### TEXT SECTION
##############################

In spas, no-one can hear you scream

Had my first massage treatment in a spa the other day. It was in the Hilton, and I’m not going to lie — I felt like the fanciest bastard who has ever lived (even if the staff, guests and tablecloths could tell I’m a wee goon from Possil).

Don’t know if you’ve ever been to a hotel spa before, but they lure you into their perfumed den and get you relaxed and chilled with cups of spring water, candles — and bowls filled to the brim with wee love heart sweeties.

I mean really, mister Hilton, if you’re going to woo me with Haribo, woo me with wee sour cherries or cola bottles. Even a fried egg ffs.

Once seated on the swankiest yet most uncomfortable seat devised by human hands, they make you fill in a lengthy and comprehensive health questionnaire — because apparently the best way to relax you is by first forcing you to confront your own mortality.

The choices for a massage are “Gentle, Medium, Firm”, and you tick a box if you want your therapist to talk to you as they do it, which I suppose is a bit like having your doctor thumb your prostate at a pressure to your liking and then asking if you want to talk about the weather.

(“Firm, in a clockwise motion” and “only if you call me Sandra”.)

They escort you down to the leisure area and give you a big white housecoat (not “dressing gown”) that is advertised as being as soft as the kiss of an angel on a baby’s cheek but is, in fact, as rough as a Rottweiler’s bark after it’s just wiped its arse with sandpaper.

I mean really, mister Hiltmeister, chuck a wee bit of Lenor in the machine.

It’s around this point that I realise this is the least masculine I have ever been – including the time(s) I drank a strawberry daiquiri.

##############################

Natural-language object grounding data
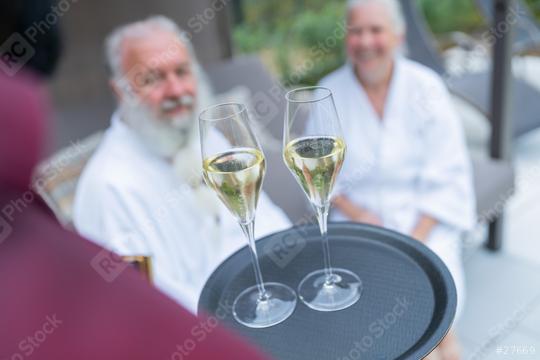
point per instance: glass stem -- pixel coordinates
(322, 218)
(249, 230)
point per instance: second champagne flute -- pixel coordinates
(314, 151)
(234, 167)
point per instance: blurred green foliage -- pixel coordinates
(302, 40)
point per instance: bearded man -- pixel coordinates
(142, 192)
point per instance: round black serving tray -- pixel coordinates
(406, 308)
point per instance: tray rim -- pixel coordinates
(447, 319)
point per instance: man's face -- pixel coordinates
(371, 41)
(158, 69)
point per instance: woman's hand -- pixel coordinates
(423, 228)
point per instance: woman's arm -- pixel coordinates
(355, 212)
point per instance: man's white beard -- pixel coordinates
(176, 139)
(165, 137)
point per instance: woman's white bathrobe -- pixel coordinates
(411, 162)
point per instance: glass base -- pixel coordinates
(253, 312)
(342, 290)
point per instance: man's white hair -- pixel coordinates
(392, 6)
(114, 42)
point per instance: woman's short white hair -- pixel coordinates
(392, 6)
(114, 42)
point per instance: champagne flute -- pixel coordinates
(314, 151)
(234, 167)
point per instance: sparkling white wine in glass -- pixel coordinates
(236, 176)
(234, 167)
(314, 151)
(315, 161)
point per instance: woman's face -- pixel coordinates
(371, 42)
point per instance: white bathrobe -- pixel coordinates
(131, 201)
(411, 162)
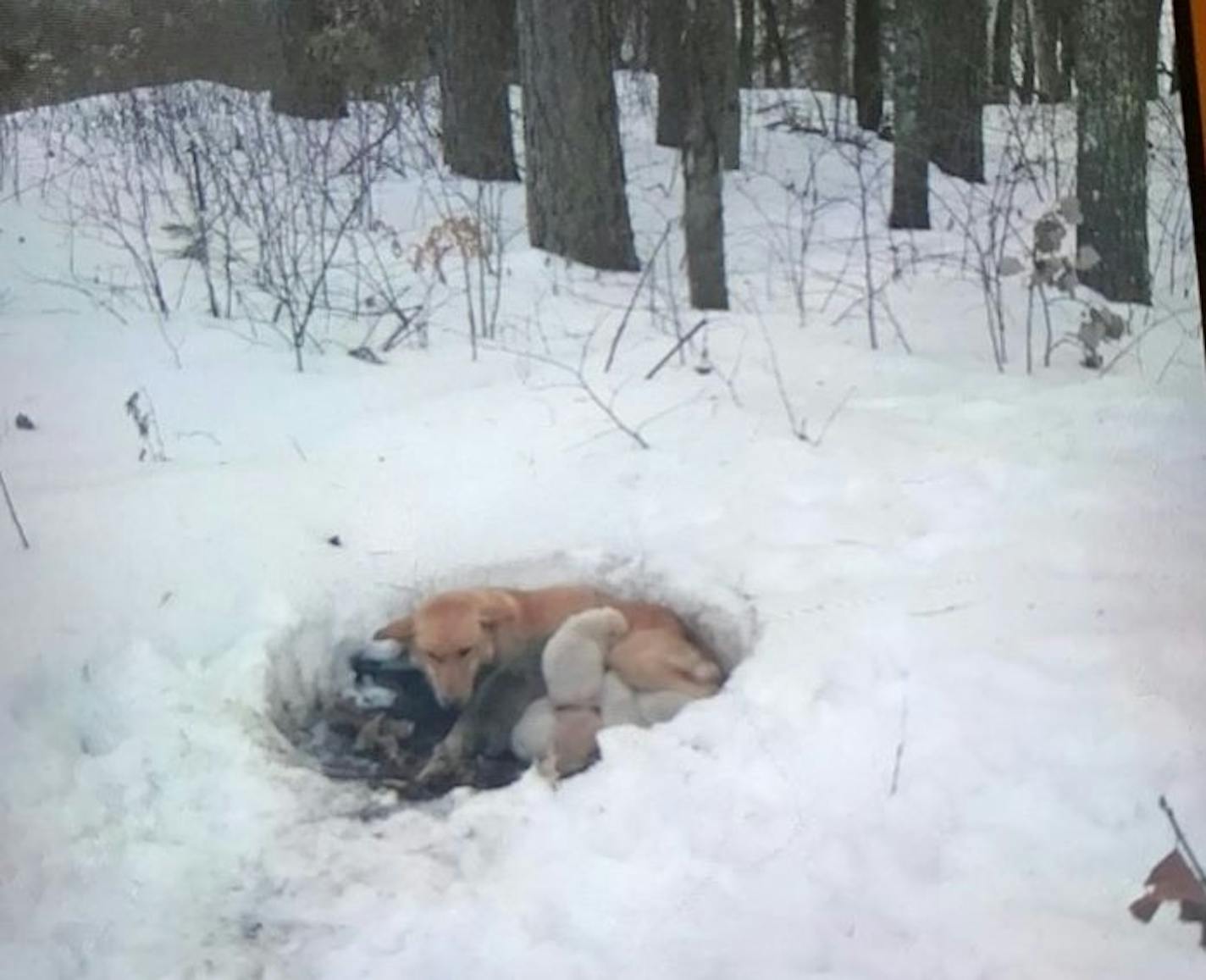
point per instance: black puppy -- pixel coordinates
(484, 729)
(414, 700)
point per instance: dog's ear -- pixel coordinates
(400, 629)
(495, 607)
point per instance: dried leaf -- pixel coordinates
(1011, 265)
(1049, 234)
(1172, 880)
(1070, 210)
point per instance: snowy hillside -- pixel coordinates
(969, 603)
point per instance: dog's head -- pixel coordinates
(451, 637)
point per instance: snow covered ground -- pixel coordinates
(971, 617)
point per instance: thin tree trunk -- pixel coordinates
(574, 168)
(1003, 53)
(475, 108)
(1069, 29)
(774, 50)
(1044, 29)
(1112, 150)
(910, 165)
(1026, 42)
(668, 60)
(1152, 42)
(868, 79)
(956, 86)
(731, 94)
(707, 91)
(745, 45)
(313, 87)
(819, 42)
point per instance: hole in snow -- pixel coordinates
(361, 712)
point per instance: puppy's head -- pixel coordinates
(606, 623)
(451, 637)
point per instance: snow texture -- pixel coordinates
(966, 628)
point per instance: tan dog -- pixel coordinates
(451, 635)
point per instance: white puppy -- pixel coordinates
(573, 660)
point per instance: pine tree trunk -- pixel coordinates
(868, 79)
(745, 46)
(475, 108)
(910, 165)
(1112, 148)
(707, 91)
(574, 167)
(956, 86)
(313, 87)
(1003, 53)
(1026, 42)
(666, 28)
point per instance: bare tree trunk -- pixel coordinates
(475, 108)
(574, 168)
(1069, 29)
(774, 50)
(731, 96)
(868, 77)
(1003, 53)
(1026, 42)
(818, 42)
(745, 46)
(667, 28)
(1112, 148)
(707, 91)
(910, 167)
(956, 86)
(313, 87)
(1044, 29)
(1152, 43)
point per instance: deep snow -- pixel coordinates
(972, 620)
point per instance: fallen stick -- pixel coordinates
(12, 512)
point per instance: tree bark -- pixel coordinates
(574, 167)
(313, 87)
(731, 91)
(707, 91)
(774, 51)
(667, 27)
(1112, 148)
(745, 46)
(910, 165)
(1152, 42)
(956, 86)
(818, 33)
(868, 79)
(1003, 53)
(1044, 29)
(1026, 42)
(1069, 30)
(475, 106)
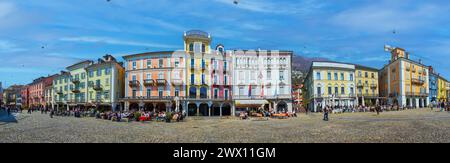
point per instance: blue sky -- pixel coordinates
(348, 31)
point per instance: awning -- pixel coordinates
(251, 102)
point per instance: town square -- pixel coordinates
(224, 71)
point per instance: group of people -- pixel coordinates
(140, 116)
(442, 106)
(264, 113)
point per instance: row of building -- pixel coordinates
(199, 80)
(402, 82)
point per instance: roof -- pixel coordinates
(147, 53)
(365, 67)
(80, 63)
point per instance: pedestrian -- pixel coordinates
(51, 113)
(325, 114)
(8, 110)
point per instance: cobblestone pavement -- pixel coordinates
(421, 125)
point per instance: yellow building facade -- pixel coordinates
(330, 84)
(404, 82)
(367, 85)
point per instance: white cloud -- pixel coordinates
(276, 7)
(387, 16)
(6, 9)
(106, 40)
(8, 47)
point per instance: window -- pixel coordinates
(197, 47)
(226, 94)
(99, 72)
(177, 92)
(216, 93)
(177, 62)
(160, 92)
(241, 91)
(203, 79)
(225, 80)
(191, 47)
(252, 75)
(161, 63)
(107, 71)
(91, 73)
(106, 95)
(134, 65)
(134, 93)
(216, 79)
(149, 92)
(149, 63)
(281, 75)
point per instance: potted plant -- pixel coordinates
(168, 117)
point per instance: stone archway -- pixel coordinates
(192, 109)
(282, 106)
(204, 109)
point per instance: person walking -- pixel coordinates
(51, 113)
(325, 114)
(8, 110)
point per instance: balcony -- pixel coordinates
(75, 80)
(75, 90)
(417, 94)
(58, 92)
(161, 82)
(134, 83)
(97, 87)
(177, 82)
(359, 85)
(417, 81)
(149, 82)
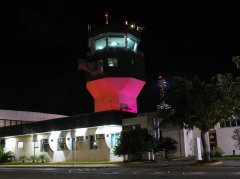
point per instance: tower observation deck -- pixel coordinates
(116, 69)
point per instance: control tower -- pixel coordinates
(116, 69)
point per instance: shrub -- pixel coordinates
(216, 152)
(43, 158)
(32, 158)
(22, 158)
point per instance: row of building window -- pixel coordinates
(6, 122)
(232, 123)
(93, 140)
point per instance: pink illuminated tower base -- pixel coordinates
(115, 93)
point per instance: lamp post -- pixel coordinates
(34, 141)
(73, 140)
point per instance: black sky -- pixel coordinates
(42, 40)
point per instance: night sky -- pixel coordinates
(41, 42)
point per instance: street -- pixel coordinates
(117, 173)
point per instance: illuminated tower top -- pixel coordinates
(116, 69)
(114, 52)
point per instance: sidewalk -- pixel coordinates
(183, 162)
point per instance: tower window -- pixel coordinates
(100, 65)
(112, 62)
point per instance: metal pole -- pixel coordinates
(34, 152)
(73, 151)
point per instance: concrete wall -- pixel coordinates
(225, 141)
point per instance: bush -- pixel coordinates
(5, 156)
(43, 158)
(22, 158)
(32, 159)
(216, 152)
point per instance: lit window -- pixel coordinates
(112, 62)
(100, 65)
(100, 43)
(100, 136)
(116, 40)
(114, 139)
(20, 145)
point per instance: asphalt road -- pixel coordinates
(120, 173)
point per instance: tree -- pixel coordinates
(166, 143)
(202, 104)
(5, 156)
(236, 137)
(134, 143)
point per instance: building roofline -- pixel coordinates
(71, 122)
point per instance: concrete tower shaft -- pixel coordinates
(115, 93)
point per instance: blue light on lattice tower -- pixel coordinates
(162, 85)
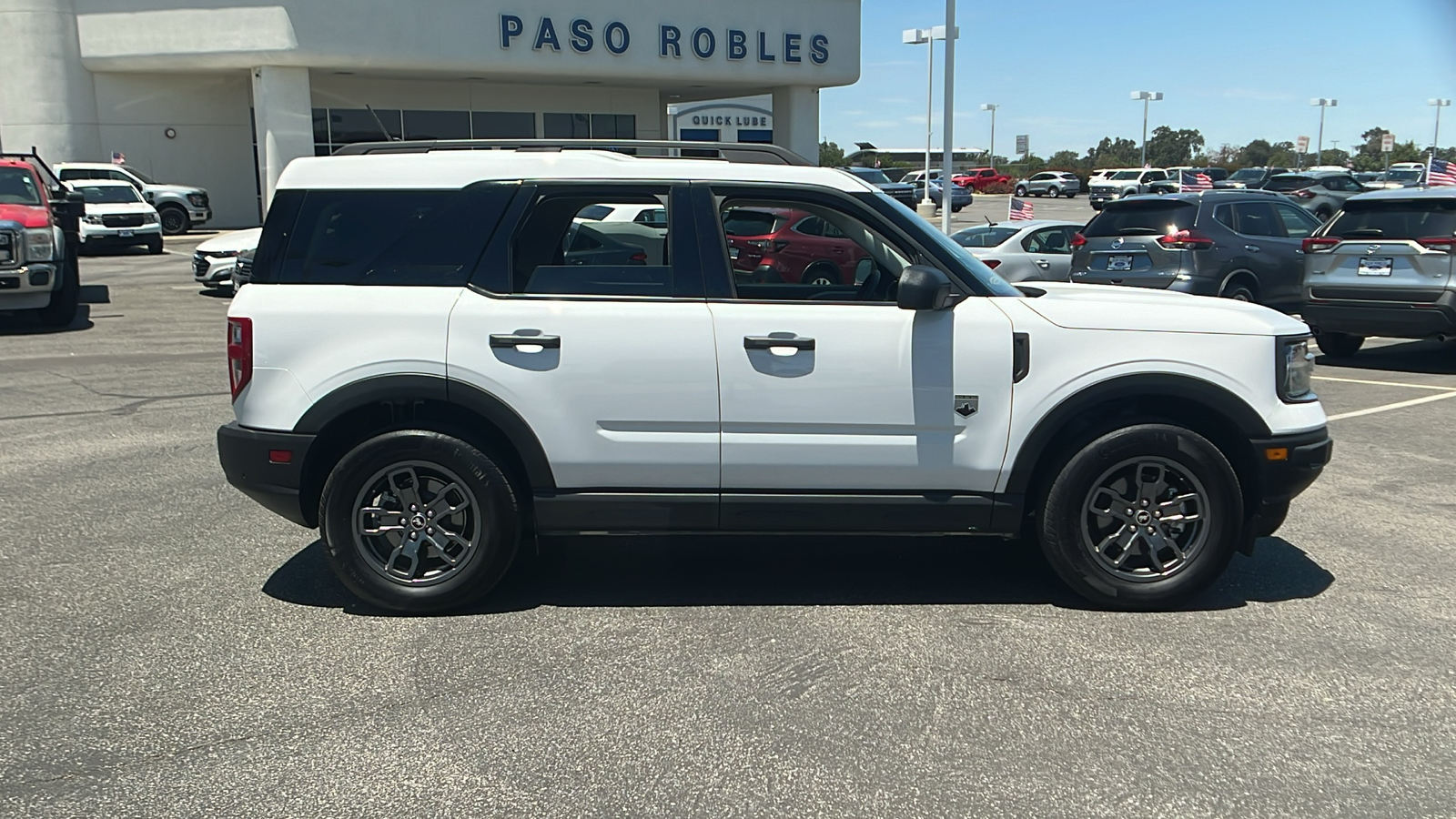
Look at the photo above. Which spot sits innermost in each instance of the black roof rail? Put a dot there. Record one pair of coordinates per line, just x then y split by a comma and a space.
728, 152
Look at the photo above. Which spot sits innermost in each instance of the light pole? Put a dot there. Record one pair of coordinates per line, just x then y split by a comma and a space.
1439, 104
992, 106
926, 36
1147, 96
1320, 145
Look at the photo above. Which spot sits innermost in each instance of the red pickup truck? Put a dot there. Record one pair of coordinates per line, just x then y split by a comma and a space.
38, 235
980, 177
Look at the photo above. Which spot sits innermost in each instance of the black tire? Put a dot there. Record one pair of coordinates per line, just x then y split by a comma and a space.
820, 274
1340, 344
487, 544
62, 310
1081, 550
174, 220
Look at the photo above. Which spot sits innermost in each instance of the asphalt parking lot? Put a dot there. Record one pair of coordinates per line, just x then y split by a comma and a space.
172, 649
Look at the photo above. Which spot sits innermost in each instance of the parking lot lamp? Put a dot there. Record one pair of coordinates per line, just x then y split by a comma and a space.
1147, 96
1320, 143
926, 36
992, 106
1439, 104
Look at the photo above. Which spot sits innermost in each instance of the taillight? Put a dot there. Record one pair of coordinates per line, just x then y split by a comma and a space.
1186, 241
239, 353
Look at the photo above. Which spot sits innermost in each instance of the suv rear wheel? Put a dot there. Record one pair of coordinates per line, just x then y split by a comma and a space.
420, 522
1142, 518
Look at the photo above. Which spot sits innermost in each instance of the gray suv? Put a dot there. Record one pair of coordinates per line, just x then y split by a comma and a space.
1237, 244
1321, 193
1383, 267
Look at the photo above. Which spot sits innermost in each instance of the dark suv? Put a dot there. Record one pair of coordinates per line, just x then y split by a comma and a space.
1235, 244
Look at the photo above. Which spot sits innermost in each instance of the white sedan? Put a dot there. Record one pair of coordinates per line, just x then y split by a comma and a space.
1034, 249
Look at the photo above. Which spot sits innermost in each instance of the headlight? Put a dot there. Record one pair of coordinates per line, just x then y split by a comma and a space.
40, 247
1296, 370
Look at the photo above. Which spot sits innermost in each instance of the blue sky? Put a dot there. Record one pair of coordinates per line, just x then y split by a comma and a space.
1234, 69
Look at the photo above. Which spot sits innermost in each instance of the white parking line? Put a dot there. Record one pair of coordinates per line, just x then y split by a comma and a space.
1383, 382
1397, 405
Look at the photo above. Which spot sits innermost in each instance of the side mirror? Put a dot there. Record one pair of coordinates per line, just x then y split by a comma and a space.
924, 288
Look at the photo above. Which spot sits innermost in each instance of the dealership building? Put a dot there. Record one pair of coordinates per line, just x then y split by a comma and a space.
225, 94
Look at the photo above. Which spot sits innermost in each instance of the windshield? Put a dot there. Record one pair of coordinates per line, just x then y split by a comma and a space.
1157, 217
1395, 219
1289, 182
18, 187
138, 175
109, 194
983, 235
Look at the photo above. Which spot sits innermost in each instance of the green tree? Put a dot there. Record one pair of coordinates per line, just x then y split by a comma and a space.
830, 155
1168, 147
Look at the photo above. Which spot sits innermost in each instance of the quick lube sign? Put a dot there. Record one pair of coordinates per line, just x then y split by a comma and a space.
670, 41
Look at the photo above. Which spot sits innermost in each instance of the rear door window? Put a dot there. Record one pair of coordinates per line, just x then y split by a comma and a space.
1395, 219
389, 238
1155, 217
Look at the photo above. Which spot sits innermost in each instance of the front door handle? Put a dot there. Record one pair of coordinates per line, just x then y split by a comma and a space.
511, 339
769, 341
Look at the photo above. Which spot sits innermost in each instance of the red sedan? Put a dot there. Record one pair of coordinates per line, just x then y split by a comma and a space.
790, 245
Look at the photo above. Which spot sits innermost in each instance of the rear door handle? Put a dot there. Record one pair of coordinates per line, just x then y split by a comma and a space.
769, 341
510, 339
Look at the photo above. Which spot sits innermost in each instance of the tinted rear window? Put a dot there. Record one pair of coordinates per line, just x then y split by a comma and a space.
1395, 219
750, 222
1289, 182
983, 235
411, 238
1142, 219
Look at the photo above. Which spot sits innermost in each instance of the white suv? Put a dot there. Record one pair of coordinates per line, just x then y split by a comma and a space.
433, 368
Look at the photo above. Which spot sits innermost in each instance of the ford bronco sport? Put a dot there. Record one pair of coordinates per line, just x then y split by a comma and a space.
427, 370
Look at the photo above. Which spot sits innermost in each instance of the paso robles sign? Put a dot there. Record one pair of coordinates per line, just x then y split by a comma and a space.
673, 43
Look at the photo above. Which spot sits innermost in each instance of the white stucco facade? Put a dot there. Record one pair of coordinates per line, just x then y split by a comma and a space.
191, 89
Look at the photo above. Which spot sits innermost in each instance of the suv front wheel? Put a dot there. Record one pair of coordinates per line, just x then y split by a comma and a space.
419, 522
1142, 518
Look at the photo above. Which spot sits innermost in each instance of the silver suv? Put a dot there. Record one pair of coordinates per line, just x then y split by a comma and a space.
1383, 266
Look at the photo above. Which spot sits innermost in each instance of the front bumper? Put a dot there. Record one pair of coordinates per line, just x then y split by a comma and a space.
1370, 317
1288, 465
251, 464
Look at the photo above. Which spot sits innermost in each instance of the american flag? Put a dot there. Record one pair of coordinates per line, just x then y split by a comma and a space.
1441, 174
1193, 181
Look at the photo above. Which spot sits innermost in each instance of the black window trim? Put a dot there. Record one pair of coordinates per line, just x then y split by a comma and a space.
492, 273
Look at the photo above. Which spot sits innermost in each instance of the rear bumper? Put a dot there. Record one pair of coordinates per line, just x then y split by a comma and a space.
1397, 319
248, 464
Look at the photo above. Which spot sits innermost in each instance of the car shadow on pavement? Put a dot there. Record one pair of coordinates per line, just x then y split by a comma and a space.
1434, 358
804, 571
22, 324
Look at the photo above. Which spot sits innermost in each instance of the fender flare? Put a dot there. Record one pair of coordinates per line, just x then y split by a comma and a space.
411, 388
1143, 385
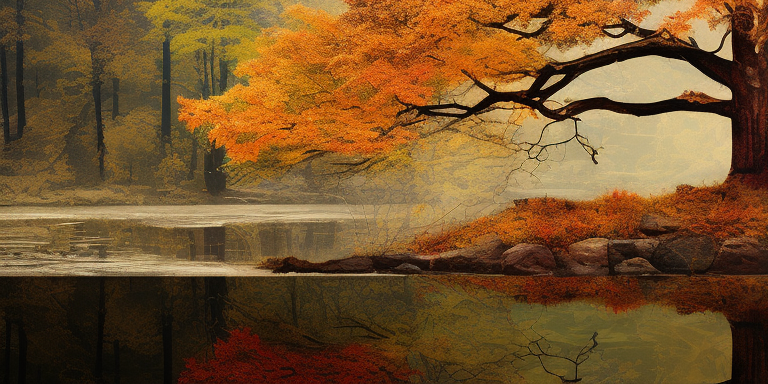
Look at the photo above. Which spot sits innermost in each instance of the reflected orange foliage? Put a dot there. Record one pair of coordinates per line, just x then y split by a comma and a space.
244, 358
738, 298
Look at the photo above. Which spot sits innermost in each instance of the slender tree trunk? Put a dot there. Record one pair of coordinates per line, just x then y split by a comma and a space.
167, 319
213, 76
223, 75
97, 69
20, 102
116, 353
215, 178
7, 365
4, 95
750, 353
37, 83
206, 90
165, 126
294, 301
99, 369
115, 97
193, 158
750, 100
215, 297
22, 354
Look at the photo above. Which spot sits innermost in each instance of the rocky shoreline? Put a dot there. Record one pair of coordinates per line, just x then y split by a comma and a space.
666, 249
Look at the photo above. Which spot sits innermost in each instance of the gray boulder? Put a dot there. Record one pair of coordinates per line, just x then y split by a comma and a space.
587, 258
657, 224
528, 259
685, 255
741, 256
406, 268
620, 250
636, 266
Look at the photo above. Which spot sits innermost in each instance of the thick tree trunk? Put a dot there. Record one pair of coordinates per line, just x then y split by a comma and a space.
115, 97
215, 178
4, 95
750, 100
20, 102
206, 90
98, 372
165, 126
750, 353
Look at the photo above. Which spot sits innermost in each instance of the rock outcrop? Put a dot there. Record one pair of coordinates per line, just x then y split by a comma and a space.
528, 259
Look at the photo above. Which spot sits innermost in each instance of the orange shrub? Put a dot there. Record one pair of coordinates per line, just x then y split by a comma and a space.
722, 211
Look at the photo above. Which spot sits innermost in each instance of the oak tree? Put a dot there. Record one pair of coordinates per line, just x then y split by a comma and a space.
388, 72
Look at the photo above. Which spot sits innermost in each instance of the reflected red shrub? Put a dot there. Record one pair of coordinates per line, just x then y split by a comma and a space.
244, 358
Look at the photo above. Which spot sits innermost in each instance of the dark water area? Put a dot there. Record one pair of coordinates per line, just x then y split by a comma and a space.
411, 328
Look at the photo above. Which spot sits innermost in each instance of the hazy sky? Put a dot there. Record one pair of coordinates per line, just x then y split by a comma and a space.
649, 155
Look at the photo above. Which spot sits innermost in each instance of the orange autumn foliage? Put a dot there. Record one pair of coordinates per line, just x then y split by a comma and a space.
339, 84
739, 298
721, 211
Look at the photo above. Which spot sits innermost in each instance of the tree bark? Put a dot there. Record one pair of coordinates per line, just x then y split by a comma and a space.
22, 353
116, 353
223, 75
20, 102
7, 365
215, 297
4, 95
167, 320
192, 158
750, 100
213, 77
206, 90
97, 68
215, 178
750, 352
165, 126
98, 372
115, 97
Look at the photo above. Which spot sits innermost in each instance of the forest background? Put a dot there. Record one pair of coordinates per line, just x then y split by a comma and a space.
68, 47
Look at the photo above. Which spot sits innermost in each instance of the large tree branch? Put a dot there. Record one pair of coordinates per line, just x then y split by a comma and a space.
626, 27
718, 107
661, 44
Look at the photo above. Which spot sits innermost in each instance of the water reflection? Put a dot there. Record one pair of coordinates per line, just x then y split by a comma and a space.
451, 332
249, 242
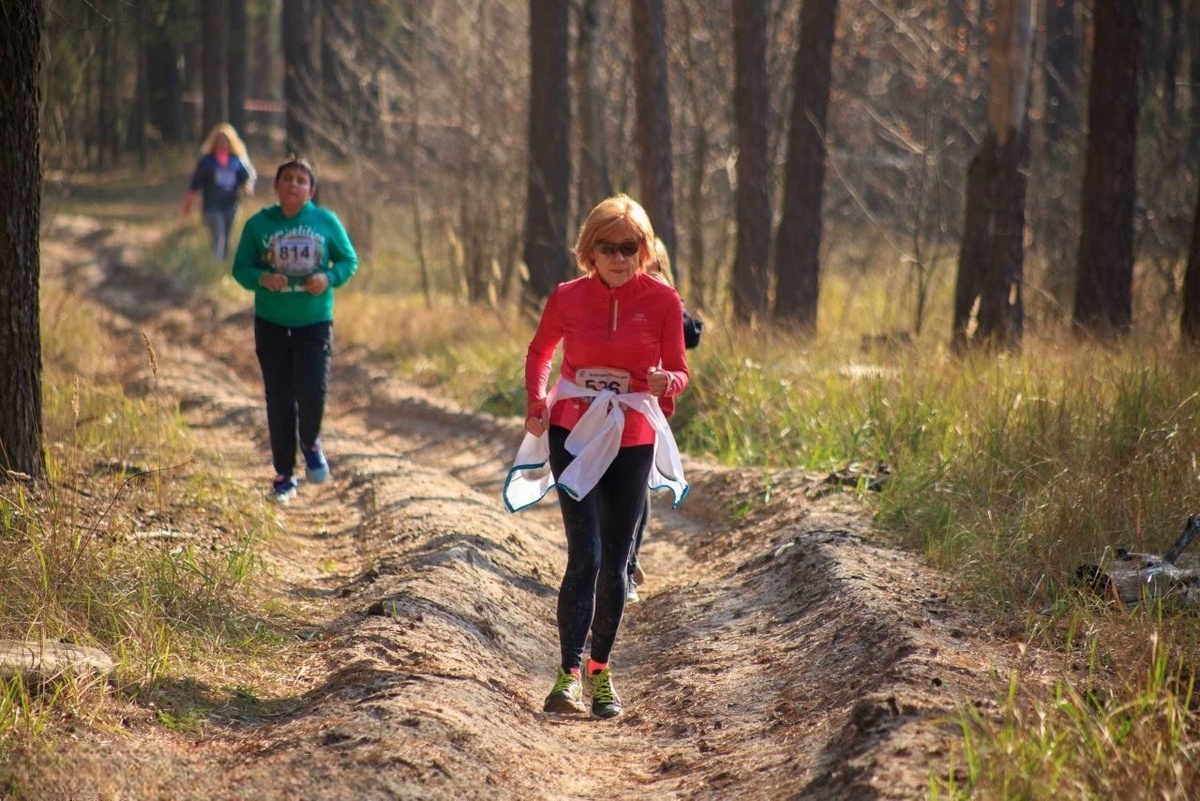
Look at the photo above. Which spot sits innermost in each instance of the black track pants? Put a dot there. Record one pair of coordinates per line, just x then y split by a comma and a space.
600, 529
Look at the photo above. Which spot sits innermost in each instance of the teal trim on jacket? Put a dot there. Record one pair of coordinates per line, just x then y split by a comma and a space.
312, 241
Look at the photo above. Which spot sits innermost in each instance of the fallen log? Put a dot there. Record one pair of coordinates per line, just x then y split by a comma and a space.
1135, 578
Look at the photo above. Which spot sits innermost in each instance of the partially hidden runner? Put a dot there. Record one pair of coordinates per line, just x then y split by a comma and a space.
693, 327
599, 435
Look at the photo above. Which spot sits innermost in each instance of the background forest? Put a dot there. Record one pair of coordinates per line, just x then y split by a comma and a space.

##############################

### EXERCISES
1. According to the spa piece, what three massage pressure options are listed on the form?
2. Reproduce the part of the spa piece starting with "Once seated on" and going on through "about the weather.".
The records have no connection to the spa piece.

### REPLIES
1. Gentle, Medium, and Firm.

2.
Once seated on the swankiest yet most uncomfortable seat devised by human hands, they make you fill in a lengthy and comprehensive health questionnaire — because apparently the best way to relax you is by first forcing you to confront your own mortality.

The choices for a massage are “Gentle, Medium, Firm”, and you tick a box if you want your therapist to talk to you as they do it, which I suppose is a bit like having your doctor thumb your prostate at a pressure to your liking and then asking if you want to talk about the weather.